* **Task instructions**: Write the material out again in full, word for word. Do not include the pictures.

Dataset records:
* begin *

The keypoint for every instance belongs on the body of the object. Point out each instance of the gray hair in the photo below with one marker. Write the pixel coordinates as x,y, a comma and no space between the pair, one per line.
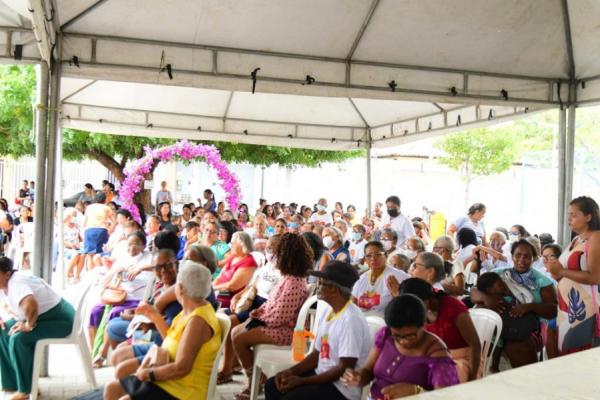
245,240
206,255
420,243
195,280
391,232
446,242
434,261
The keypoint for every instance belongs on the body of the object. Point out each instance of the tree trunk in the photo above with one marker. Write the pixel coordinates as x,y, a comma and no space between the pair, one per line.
109,163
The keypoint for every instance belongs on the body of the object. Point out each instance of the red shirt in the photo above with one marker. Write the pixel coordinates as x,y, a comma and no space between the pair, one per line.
445,325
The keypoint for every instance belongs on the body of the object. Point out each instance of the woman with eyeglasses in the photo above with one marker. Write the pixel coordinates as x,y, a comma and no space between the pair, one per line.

* end *

* **Final result**:
The keypoint for every instance belongs on the body of the object. Point out each instance of the gray hair in the photo below with one marker. Write the pixel coordinates as x,y, a comma and no space between the pair, one per line.
245,240
206,255
420,243
195,280
391,232
446,242
434,261
The keypoint for every instance belongs on the body of the object. Point out each instance of the tree trunk in the photo above with one marker. Write the pixel coordinates as x,y, a comma and no space between the pair, one per line.
109,163
The keypoint for every instance belongs on the body of the object. Point out each instance of the red shirt in the photo above with one marker. Write the pixel coordinates as x,y, a comma and no space between the pair, one per line.
445,325
The keypoint for every instance belongs on the body of the object. Point out each instance of the woman with eyeglasses in the photo above with one marker. Write the pixel coordinates as x,y, a comma and no space between the pair, one per line.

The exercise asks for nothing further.